Questions:
1. In the passage on low-dose naltrexone, what reason is given for LDN inhibiting the inflammatory cascade?
2. Write the next part of the passage on low-dose naltrexone, picking up after its last sentence.

Naltrexone is a drug used mainly against alcohol and opioid dependence and as an antidote for morphine overdose. It has been used in alternative medicine as an off-label drug as low-dose naltrexone (ranging from 1-5 mg per dosage) since the ’80s for many different diseases to varying degrees of success and scientific data.
In low doses (1-5 mg, also known as LDN) it seems to act as a glial modulator. It binds to specific receptors that trigger a chain reaction leading up in the activation of the inflammatory system through various markers like interleukin-1, TNF-α, and interferon-β, so the LDN inhibits the inflammatory cascade to some extent. Some studies show as well that it may inhibit the mTOR signaling pathway.

Available data:
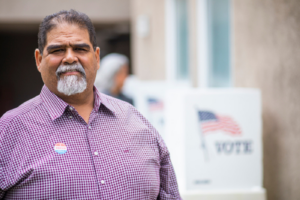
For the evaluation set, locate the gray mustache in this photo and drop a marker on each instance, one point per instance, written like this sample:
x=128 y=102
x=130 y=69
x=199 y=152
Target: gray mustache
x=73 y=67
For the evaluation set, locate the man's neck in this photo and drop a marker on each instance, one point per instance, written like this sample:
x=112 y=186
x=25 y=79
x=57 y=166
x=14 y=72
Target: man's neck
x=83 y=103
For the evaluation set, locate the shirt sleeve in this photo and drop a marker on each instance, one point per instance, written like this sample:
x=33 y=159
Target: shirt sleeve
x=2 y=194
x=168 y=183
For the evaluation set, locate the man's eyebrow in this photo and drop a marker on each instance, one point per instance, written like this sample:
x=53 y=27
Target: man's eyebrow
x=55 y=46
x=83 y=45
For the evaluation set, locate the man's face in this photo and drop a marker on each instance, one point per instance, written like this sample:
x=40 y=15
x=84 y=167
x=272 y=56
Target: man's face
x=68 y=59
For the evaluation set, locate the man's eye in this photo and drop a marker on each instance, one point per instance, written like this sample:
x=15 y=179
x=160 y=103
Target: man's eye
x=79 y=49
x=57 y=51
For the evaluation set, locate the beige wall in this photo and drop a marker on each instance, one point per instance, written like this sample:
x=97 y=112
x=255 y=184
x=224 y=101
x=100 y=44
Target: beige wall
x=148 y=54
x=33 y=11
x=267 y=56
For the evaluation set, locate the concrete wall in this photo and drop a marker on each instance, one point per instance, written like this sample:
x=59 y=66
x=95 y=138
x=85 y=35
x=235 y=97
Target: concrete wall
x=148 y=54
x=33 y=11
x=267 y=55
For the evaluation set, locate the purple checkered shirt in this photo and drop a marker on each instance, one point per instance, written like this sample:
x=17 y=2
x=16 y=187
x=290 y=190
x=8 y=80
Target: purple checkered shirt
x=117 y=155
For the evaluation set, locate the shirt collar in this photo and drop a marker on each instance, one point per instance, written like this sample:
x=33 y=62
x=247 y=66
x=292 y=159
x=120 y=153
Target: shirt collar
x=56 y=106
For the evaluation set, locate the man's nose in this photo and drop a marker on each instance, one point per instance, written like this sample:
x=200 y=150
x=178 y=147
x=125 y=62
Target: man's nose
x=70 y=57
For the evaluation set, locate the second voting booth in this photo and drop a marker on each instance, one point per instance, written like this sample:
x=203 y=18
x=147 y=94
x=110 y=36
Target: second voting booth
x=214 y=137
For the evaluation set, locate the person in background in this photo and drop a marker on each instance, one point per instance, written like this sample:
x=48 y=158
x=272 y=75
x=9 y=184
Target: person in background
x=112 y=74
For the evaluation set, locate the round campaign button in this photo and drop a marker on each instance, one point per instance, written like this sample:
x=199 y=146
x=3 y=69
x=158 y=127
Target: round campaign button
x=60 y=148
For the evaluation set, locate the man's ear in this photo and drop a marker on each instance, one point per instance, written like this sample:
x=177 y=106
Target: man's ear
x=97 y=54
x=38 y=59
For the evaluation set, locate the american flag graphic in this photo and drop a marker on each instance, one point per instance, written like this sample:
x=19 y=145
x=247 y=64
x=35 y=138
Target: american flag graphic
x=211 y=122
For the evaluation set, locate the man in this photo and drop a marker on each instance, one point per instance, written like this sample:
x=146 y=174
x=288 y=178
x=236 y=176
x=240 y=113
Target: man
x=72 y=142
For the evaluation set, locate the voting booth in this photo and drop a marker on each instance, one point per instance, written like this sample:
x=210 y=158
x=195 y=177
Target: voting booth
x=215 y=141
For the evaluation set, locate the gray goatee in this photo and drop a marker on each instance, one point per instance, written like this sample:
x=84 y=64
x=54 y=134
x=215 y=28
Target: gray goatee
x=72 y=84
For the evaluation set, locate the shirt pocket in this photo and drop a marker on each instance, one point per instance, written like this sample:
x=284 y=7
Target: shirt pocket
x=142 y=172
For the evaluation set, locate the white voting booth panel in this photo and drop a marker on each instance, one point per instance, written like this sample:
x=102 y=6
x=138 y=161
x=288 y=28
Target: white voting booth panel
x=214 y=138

...

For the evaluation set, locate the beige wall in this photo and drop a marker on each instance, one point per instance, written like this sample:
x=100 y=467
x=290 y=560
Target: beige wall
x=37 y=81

Answer section:
1. At low doses (1-5 mg), naltrexone appears to act as a glial modulator. It binds to specific receptors that trigger a chain reaction leading to activation of the inflammatory system through markers such as interleukin-1, TNF-α, and interferon-β. According to the passage, this binding is why LDN inhibits the inflammatory cascade to some extent.

2.
Its mechanism of action suggests that LDN may be used in a number of different cancer types due to the fact that it inhibits pathways that are common for most cancer cells. Some laboratory studies have been done against some types of cancer (breast, melanoma, neuroblastoma, amongst others).
We believe that LDN has limited use and there isn’t at the moment enough data to warrant more widespread use. It may also be hard in most countries to find the required 1-5 mg tablets (in some countries – like the USA – it is sold as an over-the-counter supplement), but its safety profile is good enough so that patients usually don’t experience any side effects and being an oral drug, it is easy to use.